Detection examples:
****************************************
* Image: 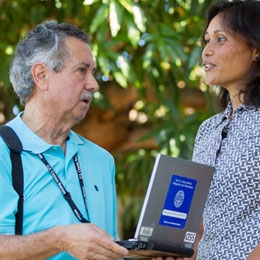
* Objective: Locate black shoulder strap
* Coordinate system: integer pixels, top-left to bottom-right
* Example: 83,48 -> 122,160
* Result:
0,125 -> 23,235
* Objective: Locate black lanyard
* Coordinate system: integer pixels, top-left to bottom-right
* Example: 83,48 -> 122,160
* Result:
38,153 -> 90,223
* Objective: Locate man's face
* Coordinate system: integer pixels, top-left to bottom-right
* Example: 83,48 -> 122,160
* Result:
45,37 -> 99,125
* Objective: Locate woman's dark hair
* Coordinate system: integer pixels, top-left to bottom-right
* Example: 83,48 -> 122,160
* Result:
202,0 -> 260,107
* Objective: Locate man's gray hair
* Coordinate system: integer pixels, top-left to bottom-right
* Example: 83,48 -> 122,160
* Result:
10,20 -> 89,105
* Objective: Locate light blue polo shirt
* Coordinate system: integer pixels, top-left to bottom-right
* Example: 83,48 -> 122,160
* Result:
0,113 -> 117,260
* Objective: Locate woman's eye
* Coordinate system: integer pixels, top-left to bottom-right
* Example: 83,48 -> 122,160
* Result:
204,39 -> 210,45
79,68 -> 87,74
218,36 -> 226,42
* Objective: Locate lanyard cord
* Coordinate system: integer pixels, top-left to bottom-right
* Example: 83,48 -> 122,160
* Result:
38,153 -> 90,223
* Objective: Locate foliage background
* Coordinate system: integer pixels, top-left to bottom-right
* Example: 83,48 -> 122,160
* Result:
0,0 -> 216,236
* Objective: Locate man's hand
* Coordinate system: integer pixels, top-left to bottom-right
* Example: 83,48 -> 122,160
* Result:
60,224 -> 128,260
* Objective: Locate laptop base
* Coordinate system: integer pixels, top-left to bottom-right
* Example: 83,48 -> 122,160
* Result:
116,240 -> 194,259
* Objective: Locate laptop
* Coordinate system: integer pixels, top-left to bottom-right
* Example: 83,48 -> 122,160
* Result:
116,154 -> 214,259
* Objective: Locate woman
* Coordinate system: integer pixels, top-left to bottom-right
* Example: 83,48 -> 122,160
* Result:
193,1 -> 260,260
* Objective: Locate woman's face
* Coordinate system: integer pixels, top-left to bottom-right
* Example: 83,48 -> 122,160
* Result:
202,14 -> 257,92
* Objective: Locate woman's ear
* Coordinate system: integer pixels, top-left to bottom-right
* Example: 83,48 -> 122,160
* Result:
253,49 -> 260,62
31,62 -> 48,90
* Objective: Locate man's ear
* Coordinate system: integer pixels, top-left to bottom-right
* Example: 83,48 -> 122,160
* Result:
31,62 -> 48,90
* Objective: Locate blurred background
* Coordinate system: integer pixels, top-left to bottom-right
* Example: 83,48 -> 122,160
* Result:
0,0 -> 219,238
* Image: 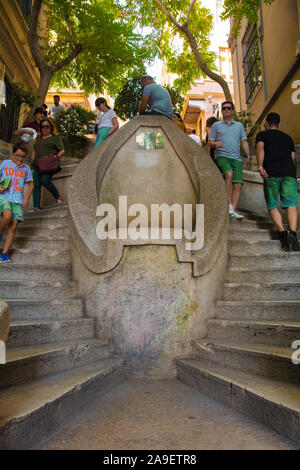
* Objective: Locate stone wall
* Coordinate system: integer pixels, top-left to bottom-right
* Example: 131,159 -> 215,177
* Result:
69,116 -> 228,377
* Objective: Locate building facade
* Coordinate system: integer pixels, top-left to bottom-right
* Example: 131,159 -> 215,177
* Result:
0,0 -> 39,153
229,0 -> 300,144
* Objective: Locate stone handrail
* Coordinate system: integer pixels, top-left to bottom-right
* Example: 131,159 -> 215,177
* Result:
68,116 -> 228,276
0,299 -> 9,342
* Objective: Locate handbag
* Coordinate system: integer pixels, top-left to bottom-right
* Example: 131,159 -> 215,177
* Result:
35,138 -> 61,174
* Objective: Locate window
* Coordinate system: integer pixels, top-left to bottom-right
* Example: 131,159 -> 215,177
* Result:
242,24 -> 262,104
0,79 -> 21,142
18,0 -> 32,18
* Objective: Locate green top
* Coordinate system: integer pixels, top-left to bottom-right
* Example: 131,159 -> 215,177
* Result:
34,135 -> 64,157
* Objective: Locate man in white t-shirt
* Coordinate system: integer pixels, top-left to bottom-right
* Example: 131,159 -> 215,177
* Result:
189,129 -> 201,145
50,95 -> 65,119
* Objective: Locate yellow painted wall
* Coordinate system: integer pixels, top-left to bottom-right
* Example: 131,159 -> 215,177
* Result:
0,0 -> 39,103
231,0 -> 300,143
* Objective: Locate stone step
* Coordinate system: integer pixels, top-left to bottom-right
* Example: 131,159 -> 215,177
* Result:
192,338 -> 300,384
229,227 -> 277,242
0,358 -> 127,450
0,279 -> 78,300
229,218 -> 274,231
0,263 -> 71,281
0,339 -> 109,389
216,300 -> 300,320
229,250 -> 300,268
226,266 -> 300,282
6,318 -> 94,348
220,282 -> 300,300
0,247 -> 71,266
4,221 -> 70,238
206,318 -> 300,348
0,233 -> 70,251
229,240 -> 285,256
5,298 -> 83,321
24,204 -> 69,220
176,358 -> 300,443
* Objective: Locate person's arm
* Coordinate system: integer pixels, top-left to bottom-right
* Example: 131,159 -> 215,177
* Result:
256,141 -> 268,179
242,139 -> 251,170
139,96 -> 150,114
22,181 -> 34,209
108,117 -> 119,135
208,124 -> 224,148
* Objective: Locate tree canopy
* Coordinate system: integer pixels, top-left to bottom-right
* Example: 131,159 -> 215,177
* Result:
29,0 -> 153,105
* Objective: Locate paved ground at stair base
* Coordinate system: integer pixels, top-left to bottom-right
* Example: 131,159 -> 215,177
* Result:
37,379 -> 300,450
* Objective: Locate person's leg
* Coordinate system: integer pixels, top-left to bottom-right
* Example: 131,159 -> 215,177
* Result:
33,166 -> 42,209
232,183 -> 242,211
41,173 -> 60,201
264,177 -> 290,251
0,209 -> 12,237
2,219 -> 18,254
280,176 -> 300,251
94,127 -> 111,149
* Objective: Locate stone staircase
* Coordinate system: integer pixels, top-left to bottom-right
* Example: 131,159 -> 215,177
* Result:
176,214 -> 300,442
0,206 -> 126,449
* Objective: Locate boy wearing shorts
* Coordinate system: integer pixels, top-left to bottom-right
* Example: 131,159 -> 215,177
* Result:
208,101 -> 251,219
0,144 -> 34,263
256,113 -> 300,251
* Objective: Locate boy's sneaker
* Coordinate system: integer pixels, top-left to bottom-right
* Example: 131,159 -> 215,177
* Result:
0,253 -> 11,263
288,230 -> 300,251
278,230 -> 291,251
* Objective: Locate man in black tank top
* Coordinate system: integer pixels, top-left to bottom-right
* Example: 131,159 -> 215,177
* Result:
256,113 -> 300,251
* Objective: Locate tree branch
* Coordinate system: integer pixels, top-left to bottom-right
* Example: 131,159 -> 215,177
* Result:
184,0 -> 197,26
51,44 -> 83,73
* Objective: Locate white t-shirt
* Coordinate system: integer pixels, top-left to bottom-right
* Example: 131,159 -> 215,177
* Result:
50,103 -> 65,118
98,109 -> 117,128
189,134 -> 200,144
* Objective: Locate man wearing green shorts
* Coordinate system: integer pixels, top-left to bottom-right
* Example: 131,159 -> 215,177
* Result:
209,101 -> 251,219
256,113 -> 300,251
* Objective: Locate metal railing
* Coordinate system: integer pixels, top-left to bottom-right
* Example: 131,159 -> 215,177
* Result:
17,0 -> 32,17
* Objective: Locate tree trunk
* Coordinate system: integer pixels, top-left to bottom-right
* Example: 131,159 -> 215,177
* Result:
26,69 -> 53,121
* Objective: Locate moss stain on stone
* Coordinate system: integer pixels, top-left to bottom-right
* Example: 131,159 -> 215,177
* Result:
176,300 -> 198,330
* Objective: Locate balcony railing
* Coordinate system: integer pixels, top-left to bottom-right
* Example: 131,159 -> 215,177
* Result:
17,0 -> 32,18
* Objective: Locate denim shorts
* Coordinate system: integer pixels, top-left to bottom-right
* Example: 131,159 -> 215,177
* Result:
264,176 -> 298,210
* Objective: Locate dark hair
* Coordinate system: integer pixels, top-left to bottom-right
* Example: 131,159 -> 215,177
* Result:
206,116 -> 218,127
40,119 -> 54,134
266,113 -> 280,127
33,106 -> 44,116
221,101 -> 234,109
95,97 -> 111,109
173,113 -> 183,122
12,143 -> 28,155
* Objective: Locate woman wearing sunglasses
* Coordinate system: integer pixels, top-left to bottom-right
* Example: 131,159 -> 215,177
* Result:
32,119 -> 65,211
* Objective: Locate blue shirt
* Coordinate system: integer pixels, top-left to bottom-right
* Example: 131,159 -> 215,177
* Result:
0,160 -> 32,204
143,83 -> 173,119
209,121 -> 247,160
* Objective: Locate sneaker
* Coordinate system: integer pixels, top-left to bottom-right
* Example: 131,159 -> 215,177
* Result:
0,253 -> 11,263
279,230 -> 291,251
230,211 -> 244,219
288,230 -> 300,251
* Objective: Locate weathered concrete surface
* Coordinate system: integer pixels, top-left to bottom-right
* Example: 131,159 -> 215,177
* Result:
****************************************
**GIVEN REQUEST**
Return the lines above exactly, everything from the line containing "Locate tree branch" down to the line containing "17,0 -> 32,17", both included.

**EXERCISE OUTPUT**
* Objective: Locate tree branch
* Coordinate system: integer pixels, top-left to bottom-right
* Example: 131,159 -> 215,177
* Result:
184,0 -> 197,26
51,44 -> 83,73
* Objective: Locate white t-shirt
* Coordinate system: integer pixels, top-left to bottom-right
* Example: 131,159 -> 215,177
* Result:
50,103 -> 65,118
98,109 -> 117,128
189,134 -> 200,144
* Objective: Locate man wearing green shorts
* Coordinate system: integer pixels, top-left to bottom-right
* Example: 131,159 -> 215,177
* Result:
209,101 -> 251,219
256,113 -> 300,251
* Objective: Locate metal railing
* Coordinate system: integer pixels, top-left to bottom-right
* Example: 131,159 -> 215,177
* Result:
17,0 -> 32,17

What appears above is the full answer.